__Assigned task__:
The data is to be repeated exactly, with the images removed.

** Opening Task material block **

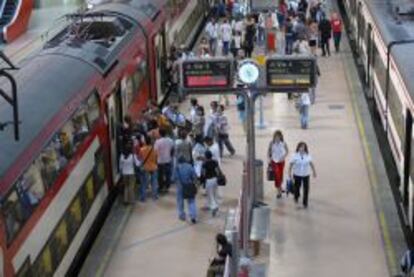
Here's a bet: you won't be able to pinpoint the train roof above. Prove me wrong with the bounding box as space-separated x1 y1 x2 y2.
364 0 414 96
0 55 98 181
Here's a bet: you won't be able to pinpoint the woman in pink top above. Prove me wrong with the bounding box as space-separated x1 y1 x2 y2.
330 12 342 52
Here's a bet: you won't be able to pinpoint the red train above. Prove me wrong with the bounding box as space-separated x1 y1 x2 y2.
0 0 207 275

** Closing Task material block **

__Task response__:
Here's a bet: you won't be able to pinpoint the train roof above. Prove me wrong with the bounding box as space-separated x1 y1 x2 y2.
364 0 414 96
0 55 98 181
Here's a bet: you won't be able to pinpoint the woman in pink top above. Prove me wrong with the bounding box as space-separated x1 y1 x2 y2.
330 12 342 52
Here's a bet: you won't be able to pinpoint the red train above. Prove me wrong with the bounding box as space-separated x1 y1 x2 y2.
0 0 207 275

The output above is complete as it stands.